Текст ->
┄┄┄┄┄┄┄┄┄┄┄┄┄┄┄┄┄┄┄┄
Но полемика Щеглова со значительным и сложным романом — исключение. А вообще-то бросается в глаза несоответствие духовной энергии критика и сугубо преходящего материала, на который она изливается. Не Островский, а Корнейчук; не «Гроза», а «Крылья». Не Тургенев — Антонов. Не Лермонтов, а Доризо, Евтушенко, Ваншенкин, да еще и в бытность их молодыми. Не хочу обижать ни Константина Ваншенкина, ни Евгения Евтушенко, ни Сергея Антонова; но громадности, согласимся, в них нет, и в пространстве того, что создано ими, даже некоей грандиозной ошибки нельзя совершить, наподобие гневных недоумений Белинского по поводу повестей Достоевского «Двойник» и «Хозяйка», им разнесенных в пух и прах. Но тогда откуда же чувство громадности, огромности боя, в который вступил Щеглов и в котором он победил?

«Казалось, — пишет Щеглов в дневнике еще 1947 года, — в этот светлый зал, к этим славным ребятам и девушкам, вошел кто-то дикий,  мутноглазый,  зловонный и, осклабясь, протягивает к ним огромные жадные лапищи, свирепые и отвратительно похотливые. Хотелось драться, свирепо, жутко драться с этим монстром, с этим огромным и сумасшедшим уродом». Почему же такое привиделось двадцатидвухлетнему юноше? Что легло в основу создания им столь страшного образа, для себя, интимно запечатленного и случайно не затерявшегося, сбереженного преданными друзьями? И откуда это чудовище, из глубин подсознания всплывшее, но такое рельефное, будто регулярно, всю жизнь оно где-то неподалеку от Щеглова, рядом с ним топотало, урчало?

А чудовище-то, если чуточку задуматься, традиционно для русской литературы, для ее социальной поэтики. Уж не будем касаться, скажем, Радищева с гениально найденным эпиграфом к его «Путешествию...»: чудище обло, озорно... Обойдем и бредовые фантомы из сна Татьяны у Пушкина, Достоевского проигнорируем. И — в тридцатые годы нашего века, всего лишь полвека тому назад бытовавшее.
┄┄┄┄┄┄┄┄┄┄┄┄┄┄┄┄┄┄┄┄
(Записи набора данных)
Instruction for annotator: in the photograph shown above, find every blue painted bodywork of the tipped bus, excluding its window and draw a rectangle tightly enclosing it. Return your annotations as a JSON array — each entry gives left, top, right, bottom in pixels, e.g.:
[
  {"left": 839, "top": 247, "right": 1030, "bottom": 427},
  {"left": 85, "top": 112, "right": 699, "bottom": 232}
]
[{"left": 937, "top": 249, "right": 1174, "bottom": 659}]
┄┄┄┄┄┄┄┄┄┄┄┄┄┄┄┄┄┄┄┄
Ваше задание ->
Пожалуйста, перечислите всех авторов, которых текст о критике Щеглова ставит на место классиков в противопоставлениях, начинающихся словами «Не Островский, а Корнейчук». Записи для этой работы не понадобятся.

Ответ ->
Корнейчук, Антонов, Доризо, Евтушенко, Ваншенкин.